== WHAT IS NEEDED ==
Please set down each line of the data again, unchanged.

SUPPLIED RECORDS Block Start

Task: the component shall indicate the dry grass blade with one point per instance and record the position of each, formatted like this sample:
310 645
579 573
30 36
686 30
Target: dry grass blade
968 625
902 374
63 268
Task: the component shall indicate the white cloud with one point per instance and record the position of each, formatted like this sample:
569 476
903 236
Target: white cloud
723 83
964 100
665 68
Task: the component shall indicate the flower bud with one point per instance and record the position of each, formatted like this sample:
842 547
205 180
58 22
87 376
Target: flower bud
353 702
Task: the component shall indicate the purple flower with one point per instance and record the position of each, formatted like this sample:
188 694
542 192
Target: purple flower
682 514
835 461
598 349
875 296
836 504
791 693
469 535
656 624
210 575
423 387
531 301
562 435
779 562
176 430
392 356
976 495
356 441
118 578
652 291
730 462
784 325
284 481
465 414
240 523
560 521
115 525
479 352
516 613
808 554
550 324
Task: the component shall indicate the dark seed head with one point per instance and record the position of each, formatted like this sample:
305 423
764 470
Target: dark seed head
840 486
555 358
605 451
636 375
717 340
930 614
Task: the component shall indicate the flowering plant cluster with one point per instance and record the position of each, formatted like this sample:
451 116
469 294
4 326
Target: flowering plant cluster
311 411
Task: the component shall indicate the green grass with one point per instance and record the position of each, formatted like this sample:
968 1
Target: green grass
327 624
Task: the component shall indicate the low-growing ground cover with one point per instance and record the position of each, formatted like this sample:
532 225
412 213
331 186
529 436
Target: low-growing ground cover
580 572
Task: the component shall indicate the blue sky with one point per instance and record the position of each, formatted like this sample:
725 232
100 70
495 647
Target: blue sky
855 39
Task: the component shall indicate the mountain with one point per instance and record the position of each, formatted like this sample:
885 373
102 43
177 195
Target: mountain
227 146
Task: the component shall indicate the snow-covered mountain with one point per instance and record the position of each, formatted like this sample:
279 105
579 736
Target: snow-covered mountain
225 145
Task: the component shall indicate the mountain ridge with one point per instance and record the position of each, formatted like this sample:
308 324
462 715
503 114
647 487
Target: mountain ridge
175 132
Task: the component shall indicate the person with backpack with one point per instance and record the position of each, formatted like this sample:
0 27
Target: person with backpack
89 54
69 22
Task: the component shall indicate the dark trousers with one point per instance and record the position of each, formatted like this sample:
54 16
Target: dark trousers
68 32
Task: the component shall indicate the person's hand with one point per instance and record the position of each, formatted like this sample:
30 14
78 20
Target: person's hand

SUPPLIED RECORDS Block End

== RESPONSE BOX ==
Task: the component shall indicate the dry grass blade with one point per instance and record the position of each, formatted like this sample:
310 645
579 573
30 36
686 30
Target: dry grass blade
968 625
902 374
63 268
Task: the component shall indicate the white cloud with one point per instance and record the position of each, formatted like this sample:
569 476
903 236
Target: white cloud
723 83
964 100
665 68
Task: the component shall indicate the flower bud with one point per instance and record the position of each, formatted like this sample:
842 547
205 180
58 22
87 376
Target: flower bud
353 702
Task: the component shall indicate the purple flower with one point per instance and record the position of each, formatted like this sample:
188 694
542 192
Target: purple flower
682 514
835 461
598 349
875 296
836 504
791 693
469 535
656 624
210 575
423 387
531 301
562 435
779 562
176 430
392 356
976 495
356 441
118 578
652 291
730 462
784 325
284 481
465 414
240 523
560 521
115 525
479 352
516 613
808 554
550 324
Task: the component shall indicate the dark seed head with one point per instance and record the position of each, formatted like this sample:
305 423
764 470
Target: dark seed head
840 486
555 358
605 451
636 375
717 340
930 614
Task: the component shall indicate the flowering plant cluster with one point per instance and record the position of each, formatted like this sample:
451 116
469 294
4 326
Target: flowering plant cluster
311 411
Task: the component shall indicate the green grass with one point per instance and record the position of each, formatted like this sample:
968 1
Target: green grass
327 624
Task: the component shall indicate the low-growing ground cover with one point per instance and record the position of each, formatted like this sample:
532 225
412 213
331 186
529 436
Target: low-growing ground cover
580 572
Task: the component shall indicate the blue sky with one point per instance and record the position of each, formatted like this sample:
725 232
100 70
495 647
Target: blue sky
855 39
Task: the component shall indicate the mountain with one point per instance and record the position of each, formatted like this sample:
885 373
102 43
177 195
Target: mountain
227 146
Task: the component shall indicate the snow-covered mountain with one point per instance and record the position of each, formatted like this sample:
279 105
579 736
Target: snow-covered mountain
225 145
Task: the component shall indicate the mountain ridge with one point per instance and record the position of each, formatted like this sample:
308 324
462 715
503 114
647 487
Target: mountain ridge
175 132
Task: the component shall indicate the person with backpack with one point per instance and record the position of each, formatted like this sample:
0 27
Target: person with backpack
89 54
69 22
Task: the component shall indicate the dark trousers with one point per instance and record the position of each, formatted like this sample:
54 16
Target: dark trousers
68 32
Task: the component shall indicate the person's hand with one point per instance and record the position of each, formatted like this sample:
30 14
78 20
Target: person's hand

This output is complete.